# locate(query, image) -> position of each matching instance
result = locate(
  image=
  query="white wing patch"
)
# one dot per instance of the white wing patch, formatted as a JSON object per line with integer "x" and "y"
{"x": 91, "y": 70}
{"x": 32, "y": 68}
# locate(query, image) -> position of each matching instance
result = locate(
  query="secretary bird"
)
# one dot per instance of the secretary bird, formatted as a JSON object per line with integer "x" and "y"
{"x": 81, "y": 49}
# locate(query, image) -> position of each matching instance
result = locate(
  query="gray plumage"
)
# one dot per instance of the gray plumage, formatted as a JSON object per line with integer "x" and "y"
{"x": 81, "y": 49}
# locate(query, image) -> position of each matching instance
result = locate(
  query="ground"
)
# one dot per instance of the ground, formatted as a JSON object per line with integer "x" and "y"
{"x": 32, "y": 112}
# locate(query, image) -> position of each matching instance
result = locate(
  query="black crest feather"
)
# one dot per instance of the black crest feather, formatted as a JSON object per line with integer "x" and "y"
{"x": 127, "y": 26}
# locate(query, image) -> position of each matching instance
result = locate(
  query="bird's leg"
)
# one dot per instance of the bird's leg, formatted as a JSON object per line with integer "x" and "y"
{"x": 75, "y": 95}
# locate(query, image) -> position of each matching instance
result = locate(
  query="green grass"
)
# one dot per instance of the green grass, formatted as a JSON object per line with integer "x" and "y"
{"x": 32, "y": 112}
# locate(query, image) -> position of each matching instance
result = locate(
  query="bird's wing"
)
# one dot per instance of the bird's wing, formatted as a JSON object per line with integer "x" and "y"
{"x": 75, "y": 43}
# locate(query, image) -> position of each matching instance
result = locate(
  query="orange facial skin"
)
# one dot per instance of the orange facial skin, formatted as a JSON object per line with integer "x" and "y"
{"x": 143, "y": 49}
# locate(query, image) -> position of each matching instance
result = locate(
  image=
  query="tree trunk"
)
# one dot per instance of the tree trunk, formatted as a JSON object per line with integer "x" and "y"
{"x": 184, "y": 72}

What is expected.
Collect every line of the rows above that contains the string "skin", and list those lines in their original order.

Result for this exercise.
  query="orange facial skin"
# one dot per instance of the orange facial skin, formatted as a JSON object per line with integer "x" and "y"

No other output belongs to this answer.